PROBLEM STATEMENT: Write out the items below as a JSON list of strings, one string per line with blank lines omitted, starting at the very first line and going on through the line that contains "298,155,411,225".

DATA:
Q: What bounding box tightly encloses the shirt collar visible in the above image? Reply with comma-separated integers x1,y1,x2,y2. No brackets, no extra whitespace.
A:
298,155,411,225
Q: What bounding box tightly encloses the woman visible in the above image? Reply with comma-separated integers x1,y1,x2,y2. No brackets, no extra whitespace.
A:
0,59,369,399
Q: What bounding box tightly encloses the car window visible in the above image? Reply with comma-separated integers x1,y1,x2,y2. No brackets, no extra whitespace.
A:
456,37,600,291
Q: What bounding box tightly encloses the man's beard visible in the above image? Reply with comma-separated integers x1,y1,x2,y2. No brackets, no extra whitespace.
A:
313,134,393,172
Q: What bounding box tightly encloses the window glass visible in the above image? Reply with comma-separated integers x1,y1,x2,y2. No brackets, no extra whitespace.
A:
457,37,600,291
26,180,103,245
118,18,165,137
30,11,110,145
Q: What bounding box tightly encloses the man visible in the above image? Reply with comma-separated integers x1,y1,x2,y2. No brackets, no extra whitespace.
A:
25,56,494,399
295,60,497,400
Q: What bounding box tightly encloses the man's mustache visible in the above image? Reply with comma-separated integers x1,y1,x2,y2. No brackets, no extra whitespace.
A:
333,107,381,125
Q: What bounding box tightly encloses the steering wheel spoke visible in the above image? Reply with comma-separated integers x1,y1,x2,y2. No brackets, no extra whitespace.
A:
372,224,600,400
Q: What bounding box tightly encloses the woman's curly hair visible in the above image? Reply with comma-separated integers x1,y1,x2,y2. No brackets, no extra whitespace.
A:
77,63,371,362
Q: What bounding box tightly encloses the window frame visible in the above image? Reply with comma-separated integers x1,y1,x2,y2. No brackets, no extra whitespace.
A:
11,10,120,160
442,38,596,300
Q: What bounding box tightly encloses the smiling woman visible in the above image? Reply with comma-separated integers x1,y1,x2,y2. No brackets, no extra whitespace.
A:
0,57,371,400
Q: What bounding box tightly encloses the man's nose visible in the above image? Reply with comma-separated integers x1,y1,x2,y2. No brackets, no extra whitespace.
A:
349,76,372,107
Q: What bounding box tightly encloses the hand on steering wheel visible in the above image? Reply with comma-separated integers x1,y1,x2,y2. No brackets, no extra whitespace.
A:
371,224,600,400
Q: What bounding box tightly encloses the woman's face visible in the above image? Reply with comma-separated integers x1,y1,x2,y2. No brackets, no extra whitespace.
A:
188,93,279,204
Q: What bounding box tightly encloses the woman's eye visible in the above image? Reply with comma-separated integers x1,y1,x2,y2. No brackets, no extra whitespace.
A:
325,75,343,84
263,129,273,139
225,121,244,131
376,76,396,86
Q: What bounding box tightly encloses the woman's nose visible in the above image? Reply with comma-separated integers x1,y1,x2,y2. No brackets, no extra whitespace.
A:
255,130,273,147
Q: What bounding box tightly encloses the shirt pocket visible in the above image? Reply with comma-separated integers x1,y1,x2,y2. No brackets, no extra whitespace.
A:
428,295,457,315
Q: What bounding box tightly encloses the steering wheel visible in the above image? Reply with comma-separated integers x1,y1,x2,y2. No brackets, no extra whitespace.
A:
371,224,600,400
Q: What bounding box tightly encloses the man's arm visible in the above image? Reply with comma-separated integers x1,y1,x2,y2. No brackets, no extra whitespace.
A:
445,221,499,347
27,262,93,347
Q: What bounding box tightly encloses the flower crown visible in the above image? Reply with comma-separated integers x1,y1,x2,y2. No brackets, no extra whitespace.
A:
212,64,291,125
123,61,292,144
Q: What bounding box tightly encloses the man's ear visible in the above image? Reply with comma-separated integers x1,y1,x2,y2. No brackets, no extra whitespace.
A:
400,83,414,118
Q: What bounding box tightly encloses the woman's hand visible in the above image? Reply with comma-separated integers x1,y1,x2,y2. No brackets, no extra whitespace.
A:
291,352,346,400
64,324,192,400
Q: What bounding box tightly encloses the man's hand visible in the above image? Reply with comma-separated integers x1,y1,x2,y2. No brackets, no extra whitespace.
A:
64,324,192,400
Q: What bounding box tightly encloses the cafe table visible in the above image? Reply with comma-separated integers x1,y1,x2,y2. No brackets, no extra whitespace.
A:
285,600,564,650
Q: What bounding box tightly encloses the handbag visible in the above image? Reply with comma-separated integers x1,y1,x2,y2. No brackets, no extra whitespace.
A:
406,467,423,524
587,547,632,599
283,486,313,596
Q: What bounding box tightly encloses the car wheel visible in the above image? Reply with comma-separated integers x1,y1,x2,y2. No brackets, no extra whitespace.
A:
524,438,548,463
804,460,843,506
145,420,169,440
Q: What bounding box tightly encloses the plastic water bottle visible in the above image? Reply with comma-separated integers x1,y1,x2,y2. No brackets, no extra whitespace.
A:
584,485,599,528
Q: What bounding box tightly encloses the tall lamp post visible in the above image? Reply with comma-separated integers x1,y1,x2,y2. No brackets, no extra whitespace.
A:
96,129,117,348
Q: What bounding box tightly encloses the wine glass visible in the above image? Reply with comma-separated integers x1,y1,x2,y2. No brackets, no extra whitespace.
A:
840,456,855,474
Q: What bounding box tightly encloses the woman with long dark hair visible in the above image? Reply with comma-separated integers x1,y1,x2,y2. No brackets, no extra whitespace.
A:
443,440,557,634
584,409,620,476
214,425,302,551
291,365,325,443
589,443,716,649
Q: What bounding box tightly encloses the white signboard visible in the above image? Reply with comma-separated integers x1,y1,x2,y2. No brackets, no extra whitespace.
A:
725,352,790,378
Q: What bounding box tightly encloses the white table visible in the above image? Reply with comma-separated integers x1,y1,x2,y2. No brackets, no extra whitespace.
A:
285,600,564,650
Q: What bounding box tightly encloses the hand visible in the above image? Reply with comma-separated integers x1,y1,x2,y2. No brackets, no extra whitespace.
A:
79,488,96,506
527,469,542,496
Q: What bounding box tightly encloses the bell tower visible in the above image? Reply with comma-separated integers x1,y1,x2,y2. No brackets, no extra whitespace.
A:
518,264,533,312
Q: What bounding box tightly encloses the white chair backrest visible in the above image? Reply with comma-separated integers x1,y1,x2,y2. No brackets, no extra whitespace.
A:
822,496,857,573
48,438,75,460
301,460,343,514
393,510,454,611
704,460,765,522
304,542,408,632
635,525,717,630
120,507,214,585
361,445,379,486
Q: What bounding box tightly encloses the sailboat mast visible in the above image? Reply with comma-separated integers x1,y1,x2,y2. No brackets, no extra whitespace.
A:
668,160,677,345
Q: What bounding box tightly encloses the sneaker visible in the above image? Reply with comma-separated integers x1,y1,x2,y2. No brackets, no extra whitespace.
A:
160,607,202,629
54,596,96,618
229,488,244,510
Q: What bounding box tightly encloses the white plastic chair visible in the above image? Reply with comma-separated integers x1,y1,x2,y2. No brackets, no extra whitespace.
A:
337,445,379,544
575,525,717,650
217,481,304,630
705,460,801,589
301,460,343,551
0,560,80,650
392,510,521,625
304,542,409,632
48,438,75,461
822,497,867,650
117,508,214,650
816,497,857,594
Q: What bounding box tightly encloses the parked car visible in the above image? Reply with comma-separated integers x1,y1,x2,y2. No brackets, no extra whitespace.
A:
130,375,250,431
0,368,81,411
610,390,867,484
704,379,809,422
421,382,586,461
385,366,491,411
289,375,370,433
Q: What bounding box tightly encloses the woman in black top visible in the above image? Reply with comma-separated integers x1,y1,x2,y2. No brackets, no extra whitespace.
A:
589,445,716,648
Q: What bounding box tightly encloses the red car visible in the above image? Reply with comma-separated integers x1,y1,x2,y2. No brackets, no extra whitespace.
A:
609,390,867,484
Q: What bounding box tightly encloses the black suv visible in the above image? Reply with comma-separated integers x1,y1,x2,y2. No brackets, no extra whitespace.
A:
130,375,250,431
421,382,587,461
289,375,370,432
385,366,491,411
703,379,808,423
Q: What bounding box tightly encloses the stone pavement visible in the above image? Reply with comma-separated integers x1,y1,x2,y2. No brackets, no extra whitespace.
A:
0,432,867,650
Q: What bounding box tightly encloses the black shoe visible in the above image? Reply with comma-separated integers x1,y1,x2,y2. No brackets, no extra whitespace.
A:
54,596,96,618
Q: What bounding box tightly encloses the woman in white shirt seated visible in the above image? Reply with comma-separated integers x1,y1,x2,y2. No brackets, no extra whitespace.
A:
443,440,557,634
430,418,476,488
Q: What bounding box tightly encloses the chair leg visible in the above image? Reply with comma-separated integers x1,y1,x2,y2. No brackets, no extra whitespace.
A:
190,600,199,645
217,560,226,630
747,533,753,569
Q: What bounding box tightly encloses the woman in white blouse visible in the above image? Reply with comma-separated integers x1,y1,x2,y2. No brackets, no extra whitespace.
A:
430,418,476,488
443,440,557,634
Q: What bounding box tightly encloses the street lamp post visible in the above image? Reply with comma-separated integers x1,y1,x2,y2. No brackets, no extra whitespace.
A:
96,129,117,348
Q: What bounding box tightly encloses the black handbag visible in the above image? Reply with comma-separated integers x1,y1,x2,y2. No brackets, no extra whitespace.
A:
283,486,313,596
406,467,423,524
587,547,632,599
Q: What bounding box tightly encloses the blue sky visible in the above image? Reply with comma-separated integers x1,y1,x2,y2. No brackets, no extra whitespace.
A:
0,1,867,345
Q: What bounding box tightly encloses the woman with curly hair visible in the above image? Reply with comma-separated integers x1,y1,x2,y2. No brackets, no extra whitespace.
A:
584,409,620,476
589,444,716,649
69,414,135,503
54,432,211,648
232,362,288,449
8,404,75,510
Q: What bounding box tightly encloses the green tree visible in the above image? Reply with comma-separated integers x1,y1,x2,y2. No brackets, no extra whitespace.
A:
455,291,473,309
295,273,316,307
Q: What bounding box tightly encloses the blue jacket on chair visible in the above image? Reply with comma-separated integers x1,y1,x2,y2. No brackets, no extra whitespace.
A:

FINISHED EXERCISE:
[
  "Q: What bounding box tightly encloses the shirt collar visible in the above image? Reply with comma-separated integers x1,y1,x2,y2. No brackets, no extra whitespace.",
  "A:",
  "298,155,411,225"
]